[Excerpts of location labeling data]
--- Begin ---

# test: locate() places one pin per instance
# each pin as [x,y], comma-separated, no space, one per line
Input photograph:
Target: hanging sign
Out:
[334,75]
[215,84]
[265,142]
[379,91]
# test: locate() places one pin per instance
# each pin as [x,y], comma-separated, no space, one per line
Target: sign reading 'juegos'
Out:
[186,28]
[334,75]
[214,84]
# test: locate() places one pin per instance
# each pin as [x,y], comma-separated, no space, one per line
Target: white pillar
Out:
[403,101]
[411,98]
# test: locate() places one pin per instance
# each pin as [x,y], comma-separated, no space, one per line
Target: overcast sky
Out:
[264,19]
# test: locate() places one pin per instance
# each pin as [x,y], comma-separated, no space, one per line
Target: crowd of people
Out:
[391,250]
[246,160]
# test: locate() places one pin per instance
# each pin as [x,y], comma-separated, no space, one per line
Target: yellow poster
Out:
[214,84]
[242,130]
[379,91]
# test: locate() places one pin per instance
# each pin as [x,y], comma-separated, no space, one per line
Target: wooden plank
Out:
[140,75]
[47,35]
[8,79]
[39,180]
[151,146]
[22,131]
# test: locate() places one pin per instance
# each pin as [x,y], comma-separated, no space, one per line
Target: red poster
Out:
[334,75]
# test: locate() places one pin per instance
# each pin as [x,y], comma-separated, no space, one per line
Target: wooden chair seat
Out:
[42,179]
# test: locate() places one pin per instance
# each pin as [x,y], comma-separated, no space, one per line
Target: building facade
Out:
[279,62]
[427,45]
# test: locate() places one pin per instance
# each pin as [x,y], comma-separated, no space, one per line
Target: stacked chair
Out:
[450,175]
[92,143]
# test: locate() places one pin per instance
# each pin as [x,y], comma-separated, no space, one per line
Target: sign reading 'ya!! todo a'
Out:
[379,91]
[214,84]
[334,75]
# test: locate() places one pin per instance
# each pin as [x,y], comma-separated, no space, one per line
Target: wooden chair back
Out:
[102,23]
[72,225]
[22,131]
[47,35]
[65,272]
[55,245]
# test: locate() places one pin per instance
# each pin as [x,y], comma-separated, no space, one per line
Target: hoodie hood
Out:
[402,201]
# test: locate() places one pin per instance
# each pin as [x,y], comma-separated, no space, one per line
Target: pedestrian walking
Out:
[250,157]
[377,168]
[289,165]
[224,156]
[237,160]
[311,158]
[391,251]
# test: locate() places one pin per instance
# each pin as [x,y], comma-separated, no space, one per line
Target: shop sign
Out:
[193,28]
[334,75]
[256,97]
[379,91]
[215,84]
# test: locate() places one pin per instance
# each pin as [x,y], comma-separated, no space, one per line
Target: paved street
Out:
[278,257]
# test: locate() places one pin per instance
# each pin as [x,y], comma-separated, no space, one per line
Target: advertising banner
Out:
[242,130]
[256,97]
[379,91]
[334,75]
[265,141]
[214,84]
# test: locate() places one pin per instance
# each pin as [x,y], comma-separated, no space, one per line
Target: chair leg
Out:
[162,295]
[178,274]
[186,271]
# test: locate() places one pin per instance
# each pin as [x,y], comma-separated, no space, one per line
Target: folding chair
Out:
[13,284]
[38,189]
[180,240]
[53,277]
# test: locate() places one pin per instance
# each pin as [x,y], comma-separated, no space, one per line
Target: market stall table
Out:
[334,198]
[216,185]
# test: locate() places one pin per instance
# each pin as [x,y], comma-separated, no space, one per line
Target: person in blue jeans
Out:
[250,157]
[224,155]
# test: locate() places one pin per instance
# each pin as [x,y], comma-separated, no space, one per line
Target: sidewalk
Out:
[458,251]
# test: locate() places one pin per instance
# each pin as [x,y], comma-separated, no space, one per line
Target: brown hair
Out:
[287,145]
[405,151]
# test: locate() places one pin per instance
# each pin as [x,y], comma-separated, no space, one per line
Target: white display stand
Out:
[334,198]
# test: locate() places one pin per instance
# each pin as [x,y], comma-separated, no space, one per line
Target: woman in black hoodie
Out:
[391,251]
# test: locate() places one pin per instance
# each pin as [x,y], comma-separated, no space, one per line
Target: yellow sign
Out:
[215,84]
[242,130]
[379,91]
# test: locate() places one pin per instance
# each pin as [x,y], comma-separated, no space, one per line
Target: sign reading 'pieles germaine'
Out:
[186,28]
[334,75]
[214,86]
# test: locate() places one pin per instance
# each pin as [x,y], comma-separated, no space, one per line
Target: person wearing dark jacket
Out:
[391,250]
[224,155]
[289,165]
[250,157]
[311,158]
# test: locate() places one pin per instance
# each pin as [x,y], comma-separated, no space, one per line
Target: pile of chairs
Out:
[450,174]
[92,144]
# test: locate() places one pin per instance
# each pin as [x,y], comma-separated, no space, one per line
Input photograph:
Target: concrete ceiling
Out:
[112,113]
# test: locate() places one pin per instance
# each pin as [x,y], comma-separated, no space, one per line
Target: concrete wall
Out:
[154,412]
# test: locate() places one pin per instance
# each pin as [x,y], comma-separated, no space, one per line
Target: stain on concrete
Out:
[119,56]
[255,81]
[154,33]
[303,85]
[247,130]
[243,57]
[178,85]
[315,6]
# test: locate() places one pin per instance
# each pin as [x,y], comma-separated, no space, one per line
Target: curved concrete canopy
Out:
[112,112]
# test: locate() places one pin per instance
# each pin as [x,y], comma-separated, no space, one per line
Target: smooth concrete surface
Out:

--- End ---

Stated problem → Quote each line of the listing above exactly.

Exercise result →
# test: locate() places one pin per instance
# each pin as [x,y], comma-separated, no space, one per line
Input photograph:
Target: hanging sign
Out:
[334,75]
[215,84]
[265,142]
[379,91]
# test: locate() places one pin per instance
# each pin as [x,y], comma-separated, no space, one per line
Target: sign reading 'juegos'
Out:
[186,28]
[334,75]
[214,84]
# test: locate() places one pin per instance
# each pin as [x,y], comma-separated, no space, one per line
Target: white pillar
Out:
[403,101]
[411,98]
# test: locate() places one pin per instance
# each pin as [x,y], comma-separated, no space, one per line
Target: overcast sky
Out:
[264,19]
# test: locate() places one pin per instance
# each pin as [x,y], comma-separated, no space, one per line
Target: crowd of people
Out:
[391,250]
[246,160]
# test: locate() places one pin per instance
# each pin as [x,y], comma-separated, no space, one per line
Target: yellow poster
Out:
[214,84]
[242,130]
[379,91]
# test: locate() places one pin per instance
# each pin as [x,y], comma-separated, no space, one per line
Target: wooden plank
Out:
[140,75]
[47,35]
[8,79]
[39,180]
[151,146]
[22,131]
# test: locate() places one pin per instance
# each pin as [x,y], comma-separated, no space, one per line
Target: red poster
Out:
[334,75]
# test: locate() places one pin per instance
# each pin as [x,y], comma-separated, no space, one per line
Target: wooden chair seat
Out:
[42,179]
# test: locate() places one pin per instance
# each pin as [x,y], comma-separated, no space, one per line
Target: building facade
Out:
[279,62]
[427,45]
# test: locate() places one pin per instance
# each pin as [x,y], comma-separated, no space, one per line
Target: stacked chair
Out:
[450,175]
[92,143]
# test: locate() places one pin per instance
# each pin as [x,y], comma-separated, no space, one per line
Target: sign reading 'ya!! todo a'
Out:
[379,91]
[214,84]
[334,75]
# test: locate() places one pin per instance
# each pin as [x,y], comma-separated, no space, one per line
Target: wooden chair back
Out:
[102,23]
[72,225]
[22,131]
[47,35]
[65,272]
[55,245]
# test: locate() places one pin per instance
# each pin as [x,y], comma-separated, no space, one per line
Target: hoodie hood
Out:
[402,201]
# test: locate() places one pin per instance
# each pin as [x,y], comma-separated, no space, one per line
Target: pedestrian walking
Out:
[250,157]
[377,168]
[289,165]
[224,156]
[237,160]
[311,158]
[391,251]
# test: locate() places one pin per instance
# each pin as [x,y], comma-separated, no space, one per line
Target: shop sign
Out:
[193,28]
[334,75]
[256,97]
[379,91]
[215,84]
# test: locate() places one pin per instance
# each pin as [x,y], comma-separated, no space, one per line
Target: paved street
Out:
[278,257]
# test: locate() places one pin per instance
# each pin as [x,y], comma-separated, no space, one per line
Target: advertising banner
Out:
[242,130]
[256,97]
[379,91]
[334,75]
[265,141]
[214,84]
# test: locate() places one pin per instance
# each pin as [x,y], comma-separated, no space, one per line
Target: chair leg
Out:
[162,295]
[178,274]
[186,271]
# test: locate() places one pin per instance
# each pin as [x,y], comma-separated, no space, one per line
Target: folding chair
Out:
[13,284]
[38,189]
[180,240]
[53,277]
# test: locate() places one pin per instance
# each pin as [x,y], comma-separated, no space, one per line
Target: market stall table
Out:
[334,198]
[216,185]
# test: locate() places one pin per instance
# each pin as [x,y], comma-separated, no space, one per line
Target: person in blue jeans
Out:
[250,157]
[224,155]
# test: locate() places one pin per instance
# each pin as [x,y], comma-separated, no space, one per line
Target: sidewalk
Out:
[458,251]
# test: locate() places one pin per instance
# each pin as [x,y], comma-separated, no space, one per line
Target: brown hair
Out:
[287,145]
[405,151]
# test: locate() places one pin per instance
# each pin as [x,y], comma-separated, no space, one per line
Target: white display stand
Out:
[334,198]
# test: locate() places one pin per instance
# each pin as [x,y], comma-separated, no space, one per line
Target: woman in black hoodie
Out:
[391,251]
# test: locate() places one pin per instance
# each pin as [x,y], comma-separated, no space, one per line
Target: yellow sign
Out:
[215,84]
[242,130]
[379,91]
# test: locate() places one pin per instance
# each pin as [x,y], comma-separated, no space, one per line
Target: sign reading 'pieles germaine'
Out:
[186,28]
[334,75]
[214,86]
# test: locate() places one pin per instance
# each pin as [x,y], comma-separated, no space, one per line
Target: person wearing dark jacket
Out:
[391,250]
[224,155]
[289,165]
[250,157]
[311,158]
# test: locate() places one pin per instance
# each pin as [x,y], comma-separated, no space, one per line
Target: pile of chairs
Out:
[450,174]
[92,144]
# test: locate() places one pin per instance
# each pin as [x,y], comma-separated, no space, one per line
Input photograph:
Target: concrete ceiling
Out:
[112,113]
# test: locate() places one pin per instance
# each pin as [x,y], comma-separated, no space, one per line
Target: concrete wall
Out:
[154,412]
# test: locate() places one pin per instance
# each pin as [x,y], comma-separated, no space, one per line
Target: stain on concrete
Out:
[119,56]
[255,81]
[154,33]
[303,85]
[247,130]
[243,57]
[178,85]
[315,6]
# test: locate() places one pin per instance
# each pin as [x,y], comma-separated, no space, one per line
Target: curved concrete canopy
Out:
[112,112]
# test: locate() places one pin per instance
# each pin as [x,y], comma-separated, no space, one per line
Target: smooth concrete surface
Out:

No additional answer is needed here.